Actions à mener:
a. Selon le texte sur le chêne de Goethe, à quelle distance de Weimar se trouve le camp de Buchenwald ?
b. Rédigez la suite du texte sur le chêne de Goethe en partant de sa dernière phrase.

Texte fourni:

HISTOIRE / L'arbre de Goethe, un symbole détruit "par" les nazis
Die Goethe-Eiche, traduit littéralement "le chêne de Goethe", est LE symbole du camp de concentration de Buchenwald et on ne trouve guère de récits ou de descriptions sur ce camp dans lesquels cet arbre n'ait pas sa place(Interview Bartimes). Il peut sembler étrange qu'on parle autant d'un arbre dans le contexte d'un camp de concentration, mais celui qui ne connaît qu'un tant soit peu l'univers concentrationnaire aura vite fait de comprendre pourquoi cet arbre, au nom si éloquent, est devenu le symbole de la perversité nazie. Le camp de Buchenwald est situé sur l'Ettersberg, à huit kilomètres de Weimar qui fut un des hauts-lieux du classicisme allemand et qui comptait parmi ses habitants Schiller et Goethe. La légende de Weimar disait que Goethe avait l'habitude d'aller se promener, en compagnie de son secrétaire Eckermann, sur l'Ettersberg et que c'était justement sous ce chêne, qui se trouve maintenant dans l'enceinte du camp de concentration, qu'ils se reposaient et qu'ils discutaient. Il paraît même que les initiales gravées dans l'écorce de l'arbre étaient encore visibles en haut du tronc (vu que l'arbre était encore jeune à l'époque de Goethe) à l'époque du camp.

Données brutes:
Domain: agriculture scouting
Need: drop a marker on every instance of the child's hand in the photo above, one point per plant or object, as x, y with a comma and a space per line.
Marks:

Réponses:
a. Le camp se trouve à huit kilomètres de Weimar, sur l'Ettersberg.

b.
C'est donc par ce triste contraste, le fait que l'arbre qui abritait des discussions philosophiques marquées par l'humanisme allemand, la tolérance et le raffinement intellectuel, se trouvait
maintenant au sein d'un univers absurde, autoritaire et violent où toutes les valeurs humaines étaient piétinées, que cet arbre est devenu le symbole du camp de Buchenwald. Dans le même contexte,
les détenus restaient souvent perplexes en constatant l'amour maladif des nazis pour l'ordre, la musique et la peinture classiques d'une part et leur brutalité sanguinaire envers les détenus
d'autre part. Mais cette valeur symbolique se trouve encore amplifiée par un autre aspect, notamment le caractère volontairement sadique des nazis. De très nombreux témoignages expliquent de
quelle manière les S.S. inventent des supplices toujours plus dégradants et douloureux pour assassiner les prisonniers et comment ils organisaient des concours pervers dont le perdant était tué.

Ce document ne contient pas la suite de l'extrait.